SUPPLIED TEXT =
Which brings us back to a vegetarian or semi-vegetarian diet. If you want how you eat to positively impact your health, the environment, and the living standards of animals across the country, it is one of the most powerful steps you can take. In addition, vegetarianism has a lot of specific benefits for you!

  • Work Better With a Tight Budget: With all the furor this last year about rising rice prices, including Sam’s Club and Costco limiting the number of bags of rice people could buy, you might have missed an important truth: in this country, rice is still pretty doggone cheap–even the organic stuff. Beans too. And I have to say, I make some killer bean tacos. Top it off with homemade salsa and guacamole (the Unicyclist’s specialty), some organic corn tortillas (still at a grand total of .99 a dozen), and a handful of nice leafy greens, and the Unicyclist and I can stuff ourselves giddy on better-than-restaurant-quality food, almost totally organic, for under $4 for the two of us together.

PROBLEMS AND TASKS =
a - List the items the passage on vegetarian eating names for topping off the bean tacos.
b - Pick up the passage on vegetarian eating after its last sentence and continue it.

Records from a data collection
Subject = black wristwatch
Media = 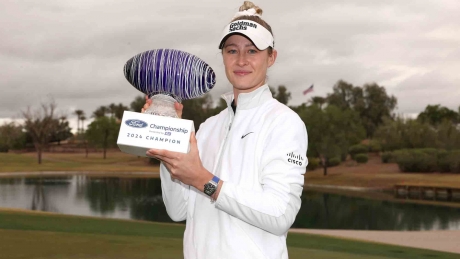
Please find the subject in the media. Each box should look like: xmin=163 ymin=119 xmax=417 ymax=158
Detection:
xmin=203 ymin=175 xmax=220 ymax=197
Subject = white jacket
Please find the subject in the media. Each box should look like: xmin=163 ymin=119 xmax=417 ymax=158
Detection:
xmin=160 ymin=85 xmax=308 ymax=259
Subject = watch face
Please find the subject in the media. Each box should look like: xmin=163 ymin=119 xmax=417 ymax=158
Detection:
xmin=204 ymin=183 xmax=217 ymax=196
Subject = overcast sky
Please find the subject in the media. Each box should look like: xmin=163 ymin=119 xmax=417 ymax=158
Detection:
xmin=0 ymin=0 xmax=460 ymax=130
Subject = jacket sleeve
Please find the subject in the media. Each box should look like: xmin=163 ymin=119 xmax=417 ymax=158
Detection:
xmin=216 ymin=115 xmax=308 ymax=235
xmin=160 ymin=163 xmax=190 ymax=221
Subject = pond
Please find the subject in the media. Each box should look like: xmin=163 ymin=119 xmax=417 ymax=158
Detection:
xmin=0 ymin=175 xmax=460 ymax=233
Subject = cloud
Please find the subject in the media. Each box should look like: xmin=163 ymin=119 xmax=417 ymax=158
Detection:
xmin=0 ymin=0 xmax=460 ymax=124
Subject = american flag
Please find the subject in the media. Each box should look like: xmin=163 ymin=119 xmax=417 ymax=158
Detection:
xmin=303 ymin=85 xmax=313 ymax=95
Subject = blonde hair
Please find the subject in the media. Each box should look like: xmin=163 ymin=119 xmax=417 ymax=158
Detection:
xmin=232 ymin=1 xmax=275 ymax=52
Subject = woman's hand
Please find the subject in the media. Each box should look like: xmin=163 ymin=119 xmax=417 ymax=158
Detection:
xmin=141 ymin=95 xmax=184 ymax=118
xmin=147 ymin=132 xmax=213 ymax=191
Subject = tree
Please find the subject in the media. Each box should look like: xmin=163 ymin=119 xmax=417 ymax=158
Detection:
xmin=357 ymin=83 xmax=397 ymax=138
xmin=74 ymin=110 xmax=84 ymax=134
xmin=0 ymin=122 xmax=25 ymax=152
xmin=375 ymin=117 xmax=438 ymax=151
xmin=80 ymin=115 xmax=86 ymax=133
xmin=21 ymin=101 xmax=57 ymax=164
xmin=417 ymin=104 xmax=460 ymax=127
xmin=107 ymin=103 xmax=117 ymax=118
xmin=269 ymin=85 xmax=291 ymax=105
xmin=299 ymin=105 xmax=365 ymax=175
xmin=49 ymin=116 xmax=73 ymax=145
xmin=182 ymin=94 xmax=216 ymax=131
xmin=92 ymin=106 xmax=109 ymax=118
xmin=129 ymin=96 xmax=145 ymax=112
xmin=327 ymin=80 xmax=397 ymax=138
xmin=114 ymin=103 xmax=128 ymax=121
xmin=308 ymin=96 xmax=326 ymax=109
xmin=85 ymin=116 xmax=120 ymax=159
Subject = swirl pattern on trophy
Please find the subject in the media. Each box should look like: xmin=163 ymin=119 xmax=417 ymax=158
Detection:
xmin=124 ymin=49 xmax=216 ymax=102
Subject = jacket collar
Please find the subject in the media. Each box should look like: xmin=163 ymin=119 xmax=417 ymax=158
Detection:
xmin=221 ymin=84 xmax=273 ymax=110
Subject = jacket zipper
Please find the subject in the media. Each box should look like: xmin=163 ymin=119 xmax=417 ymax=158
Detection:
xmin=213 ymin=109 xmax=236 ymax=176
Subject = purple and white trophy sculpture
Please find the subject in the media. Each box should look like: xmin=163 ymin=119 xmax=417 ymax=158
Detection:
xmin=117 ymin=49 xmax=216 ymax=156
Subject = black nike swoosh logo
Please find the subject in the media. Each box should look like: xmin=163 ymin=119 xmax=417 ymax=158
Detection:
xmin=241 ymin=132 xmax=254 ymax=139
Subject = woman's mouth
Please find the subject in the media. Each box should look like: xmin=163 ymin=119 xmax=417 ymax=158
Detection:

==

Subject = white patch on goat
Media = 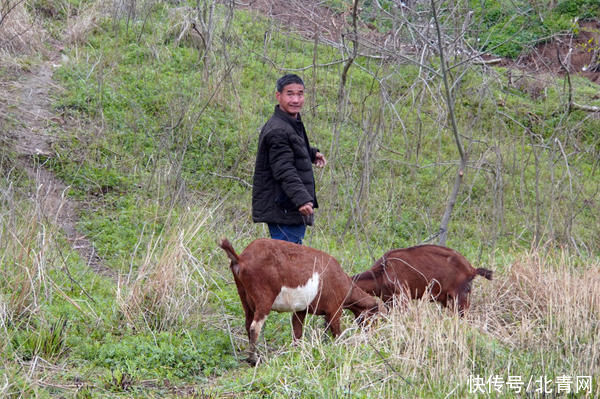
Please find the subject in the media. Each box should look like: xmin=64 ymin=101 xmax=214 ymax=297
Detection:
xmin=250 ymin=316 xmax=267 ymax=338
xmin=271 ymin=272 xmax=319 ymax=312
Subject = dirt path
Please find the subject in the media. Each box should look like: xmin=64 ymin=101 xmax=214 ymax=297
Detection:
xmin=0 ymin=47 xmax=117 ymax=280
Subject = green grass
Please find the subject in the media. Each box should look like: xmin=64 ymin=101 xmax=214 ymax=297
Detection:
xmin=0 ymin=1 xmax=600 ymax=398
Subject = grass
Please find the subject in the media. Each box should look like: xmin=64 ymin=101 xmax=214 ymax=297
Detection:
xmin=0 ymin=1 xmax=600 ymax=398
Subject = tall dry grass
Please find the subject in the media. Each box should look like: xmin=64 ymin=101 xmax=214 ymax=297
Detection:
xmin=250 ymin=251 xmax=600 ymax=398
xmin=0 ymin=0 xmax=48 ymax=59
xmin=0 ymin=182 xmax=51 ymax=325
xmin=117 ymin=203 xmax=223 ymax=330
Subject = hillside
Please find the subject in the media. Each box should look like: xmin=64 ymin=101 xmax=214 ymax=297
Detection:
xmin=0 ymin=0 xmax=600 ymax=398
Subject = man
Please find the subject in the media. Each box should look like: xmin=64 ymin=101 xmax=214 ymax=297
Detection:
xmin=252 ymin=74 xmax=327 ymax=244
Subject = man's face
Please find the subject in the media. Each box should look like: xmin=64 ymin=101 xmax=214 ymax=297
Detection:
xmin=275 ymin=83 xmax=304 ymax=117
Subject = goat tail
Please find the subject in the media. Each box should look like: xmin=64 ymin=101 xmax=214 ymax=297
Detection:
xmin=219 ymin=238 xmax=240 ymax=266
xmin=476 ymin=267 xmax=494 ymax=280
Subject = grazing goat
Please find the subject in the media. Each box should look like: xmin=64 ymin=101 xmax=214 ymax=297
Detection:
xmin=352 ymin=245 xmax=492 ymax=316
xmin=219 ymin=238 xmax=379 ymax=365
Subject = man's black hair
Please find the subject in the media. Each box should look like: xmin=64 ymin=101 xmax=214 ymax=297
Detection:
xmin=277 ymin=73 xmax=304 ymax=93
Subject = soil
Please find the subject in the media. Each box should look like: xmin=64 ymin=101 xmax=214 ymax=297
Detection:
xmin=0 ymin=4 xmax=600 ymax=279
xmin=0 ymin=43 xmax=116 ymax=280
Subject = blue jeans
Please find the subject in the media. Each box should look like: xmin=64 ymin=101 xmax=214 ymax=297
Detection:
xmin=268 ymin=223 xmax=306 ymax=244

SET OF ANSWERS =
a -
- homemade salsa
- guacamole
- organic corn tortillas
- a handful of leafy greens

b -
  • Health Benefits: We’ve covered why factory-farmed meat is not so great for you. We haven’t really explored why vegetables and fruits are so good for you, though. The consensus is pretty universal–we should all be eating more veggies for better health. Time magazine reports doing so can reduce your risk of stroke. The Centers for Disease Control seconds that and also says they can reduce the risk of other chronic disease such as cardiovascular diseases and some cancers. The Harvard School of Public Health explains that consuming large amounts of vegetables and fruits can “ward off heart disease and stroke, control blood pressure, prevent some types of cancer, avoid a painful intestinal ailment called diverticulitis, and guard against cataract and macular degeneration, two common causes of vision loss.” Harvard adds that they have a mellowing effect on blood sugar that can help control appetite. That, combined with the filling fiber found in fruits and vegetables, can be great news for both diabetics and those interested in weight control. What’s not to love? Plus, the antioxidants, Vitamin C, and collagen found in plant foods can help keep your skin, eyes, and hair looking bright and healthy. Please note, the benefits of a vegetarian diet depend on a diverse, whole foods diet, not on a boxed macaroni and cheese diet. Remember Rule #1: Food Should be Food. Powdered cheese with thickening agents and “natural flavor” ≠ food.

In a totally non-scientific vein, people in my life who have transitioned to a whole-foods way of eating with all or mostly plant foods tend to have more energy and feel better overall. Try it. Odds are, a whole-foods vegetarian diet, done right, will make both your body and your budget healthier.

Tomorrow, the well-intentioned question every vegetarian hears way too much: What about teh PROTEINZ?!?!?!?!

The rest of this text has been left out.